(Stored data entries)
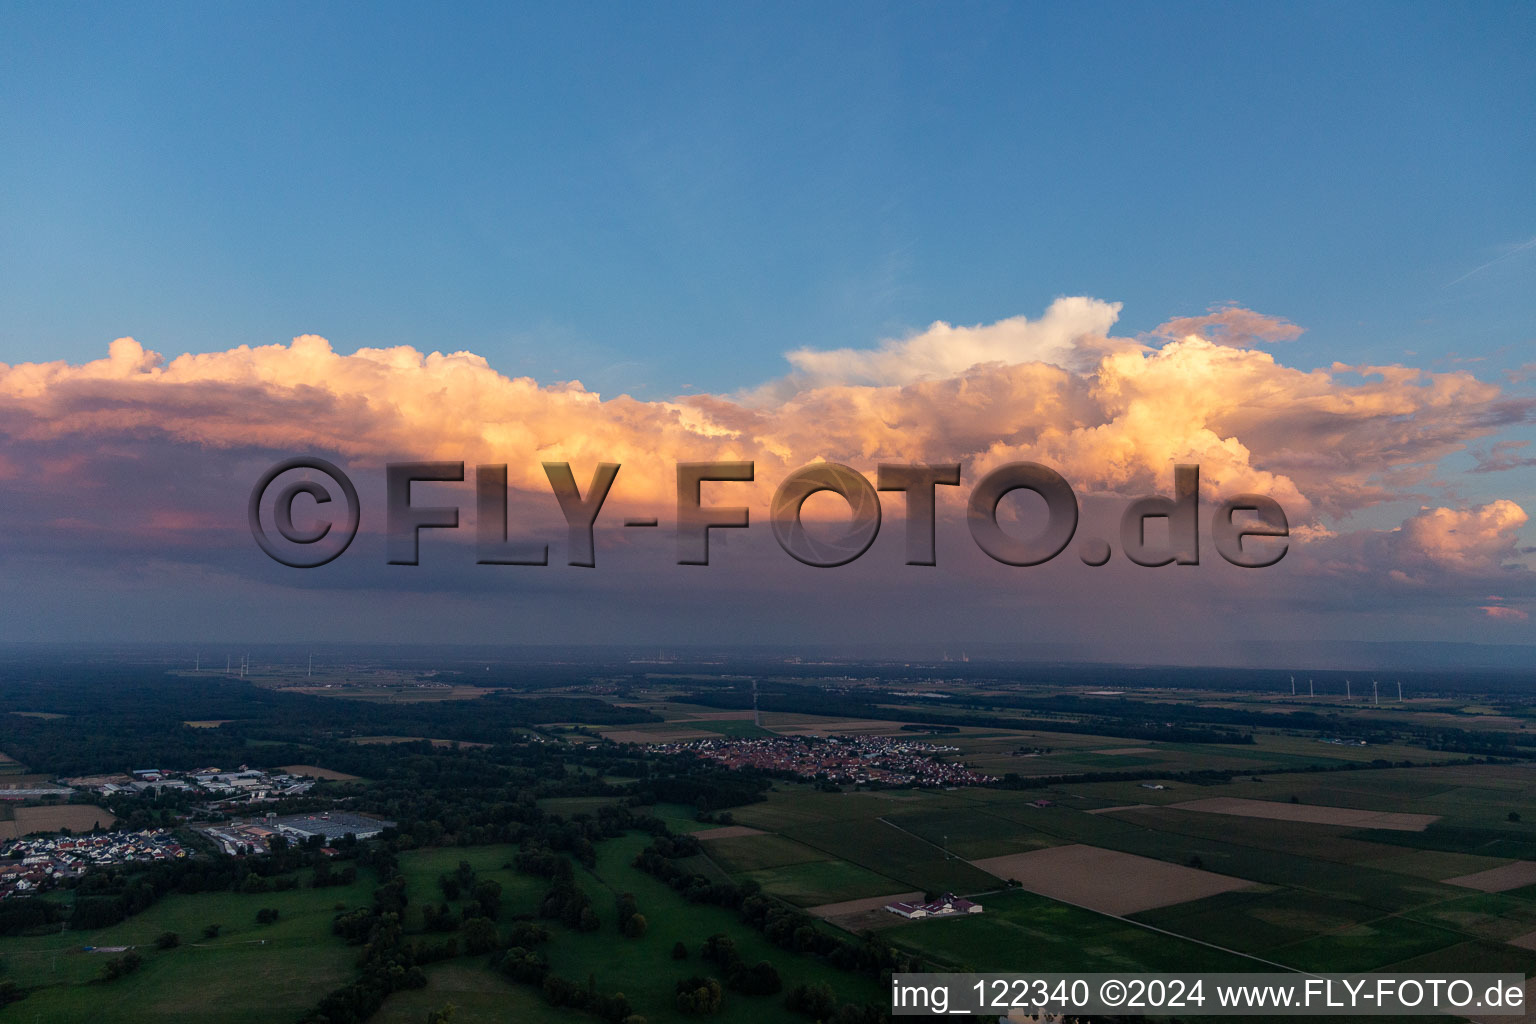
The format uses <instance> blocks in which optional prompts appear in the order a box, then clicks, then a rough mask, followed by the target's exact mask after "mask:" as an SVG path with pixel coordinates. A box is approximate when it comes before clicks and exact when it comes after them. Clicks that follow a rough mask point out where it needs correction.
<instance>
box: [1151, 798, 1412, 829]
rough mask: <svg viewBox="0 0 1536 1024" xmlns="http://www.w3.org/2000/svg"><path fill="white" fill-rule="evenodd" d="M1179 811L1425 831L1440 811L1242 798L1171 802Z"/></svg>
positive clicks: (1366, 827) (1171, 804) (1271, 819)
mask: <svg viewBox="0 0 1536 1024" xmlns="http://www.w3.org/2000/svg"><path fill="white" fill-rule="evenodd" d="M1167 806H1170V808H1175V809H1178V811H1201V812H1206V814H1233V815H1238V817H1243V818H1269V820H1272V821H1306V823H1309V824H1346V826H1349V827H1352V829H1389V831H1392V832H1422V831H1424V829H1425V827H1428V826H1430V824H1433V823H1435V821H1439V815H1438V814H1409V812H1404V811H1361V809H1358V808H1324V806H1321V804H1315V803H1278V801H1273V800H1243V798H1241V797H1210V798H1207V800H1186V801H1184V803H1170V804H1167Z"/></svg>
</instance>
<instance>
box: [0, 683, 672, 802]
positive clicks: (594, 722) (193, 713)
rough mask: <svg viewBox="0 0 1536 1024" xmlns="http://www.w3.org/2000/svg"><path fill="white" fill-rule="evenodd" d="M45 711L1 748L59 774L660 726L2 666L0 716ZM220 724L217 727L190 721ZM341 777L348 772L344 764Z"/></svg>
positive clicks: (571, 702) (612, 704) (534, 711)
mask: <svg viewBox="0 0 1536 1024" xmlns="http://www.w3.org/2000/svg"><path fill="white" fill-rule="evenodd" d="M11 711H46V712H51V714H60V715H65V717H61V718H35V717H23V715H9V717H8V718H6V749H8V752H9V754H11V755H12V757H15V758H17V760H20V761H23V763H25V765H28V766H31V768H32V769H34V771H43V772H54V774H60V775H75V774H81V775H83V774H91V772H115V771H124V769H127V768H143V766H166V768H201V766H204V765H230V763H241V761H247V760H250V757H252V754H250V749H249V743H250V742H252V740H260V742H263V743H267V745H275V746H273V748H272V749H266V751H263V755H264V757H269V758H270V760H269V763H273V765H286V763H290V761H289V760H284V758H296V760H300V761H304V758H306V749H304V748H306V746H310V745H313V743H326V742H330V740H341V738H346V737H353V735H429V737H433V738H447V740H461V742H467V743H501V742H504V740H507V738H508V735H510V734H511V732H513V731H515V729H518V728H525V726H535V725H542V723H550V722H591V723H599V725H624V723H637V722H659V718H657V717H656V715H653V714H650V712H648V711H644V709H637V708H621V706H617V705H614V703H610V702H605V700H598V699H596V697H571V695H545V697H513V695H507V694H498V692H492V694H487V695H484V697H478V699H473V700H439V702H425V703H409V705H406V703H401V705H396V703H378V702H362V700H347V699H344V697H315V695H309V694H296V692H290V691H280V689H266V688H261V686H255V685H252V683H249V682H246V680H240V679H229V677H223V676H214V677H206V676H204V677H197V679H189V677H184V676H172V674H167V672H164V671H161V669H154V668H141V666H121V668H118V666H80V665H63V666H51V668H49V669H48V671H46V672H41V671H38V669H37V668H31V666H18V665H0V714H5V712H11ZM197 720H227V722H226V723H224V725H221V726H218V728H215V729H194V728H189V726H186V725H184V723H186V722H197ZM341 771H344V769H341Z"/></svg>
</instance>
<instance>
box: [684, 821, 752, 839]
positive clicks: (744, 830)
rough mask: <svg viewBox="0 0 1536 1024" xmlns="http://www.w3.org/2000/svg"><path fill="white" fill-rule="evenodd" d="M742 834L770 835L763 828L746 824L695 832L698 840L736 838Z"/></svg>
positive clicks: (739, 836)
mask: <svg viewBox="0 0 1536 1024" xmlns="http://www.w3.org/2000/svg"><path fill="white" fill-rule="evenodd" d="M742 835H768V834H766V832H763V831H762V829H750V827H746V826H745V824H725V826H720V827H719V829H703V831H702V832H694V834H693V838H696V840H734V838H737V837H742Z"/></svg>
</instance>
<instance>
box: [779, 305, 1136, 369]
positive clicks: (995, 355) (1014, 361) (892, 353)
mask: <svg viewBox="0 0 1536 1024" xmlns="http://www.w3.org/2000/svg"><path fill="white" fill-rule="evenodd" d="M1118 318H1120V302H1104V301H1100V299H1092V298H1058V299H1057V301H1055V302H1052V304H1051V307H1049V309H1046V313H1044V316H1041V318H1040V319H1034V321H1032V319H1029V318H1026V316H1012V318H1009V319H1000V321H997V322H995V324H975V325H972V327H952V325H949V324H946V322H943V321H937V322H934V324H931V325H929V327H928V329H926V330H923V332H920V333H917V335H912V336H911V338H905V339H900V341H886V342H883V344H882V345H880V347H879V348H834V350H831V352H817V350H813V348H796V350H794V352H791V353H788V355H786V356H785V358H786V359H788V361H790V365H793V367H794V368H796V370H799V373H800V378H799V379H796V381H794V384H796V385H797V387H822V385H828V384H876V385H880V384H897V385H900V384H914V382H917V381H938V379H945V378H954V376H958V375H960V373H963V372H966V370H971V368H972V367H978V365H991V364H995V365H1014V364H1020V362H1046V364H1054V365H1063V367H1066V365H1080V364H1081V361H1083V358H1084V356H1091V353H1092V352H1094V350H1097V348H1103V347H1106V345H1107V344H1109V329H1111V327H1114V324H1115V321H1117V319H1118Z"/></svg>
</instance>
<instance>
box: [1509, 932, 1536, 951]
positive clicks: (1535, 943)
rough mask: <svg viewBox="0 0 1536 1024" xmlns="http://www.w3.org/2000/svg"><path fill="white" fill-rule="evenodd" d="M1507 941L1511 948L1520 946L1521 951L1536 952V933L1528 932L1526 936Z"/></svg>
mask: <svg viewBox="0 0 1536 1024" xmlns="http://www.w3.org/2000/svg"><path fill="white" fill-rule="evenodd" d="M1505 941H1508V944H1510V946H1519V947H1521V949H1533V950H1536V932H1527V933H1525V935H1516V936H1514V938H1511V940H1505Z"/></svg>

**Your assignment**.
Please substitute "coarse mask" for "rough mask" in the material from its start to the line with "811L1425 831L1440 811L1242", both ends included, changing nothing else. Give back only those lines, leaving out the pictures.

**Answer for this exercise**.
The format uses <instance> blocks in which optional prompts appear in the order a box, then clicks, then a coarse mask, followed by the target's exact mask after "mask:" as an SVG path with pixel coordinates. A box is approximate when it comes before clicks and exact when it comes after them. Clicks that follow a coarse mask point out where it needs correction.
<instance>
box: [1151, 798, 1412, 829]
coarse mask: <svg viewBox="0 0 1536 1024" xmlns="http://www.w3.org/2000/svg"><path fill="white" fill-rule="evenodd" d="M1179 811L1425 831L1440 811L1242 798L1171 802Z"/></svg>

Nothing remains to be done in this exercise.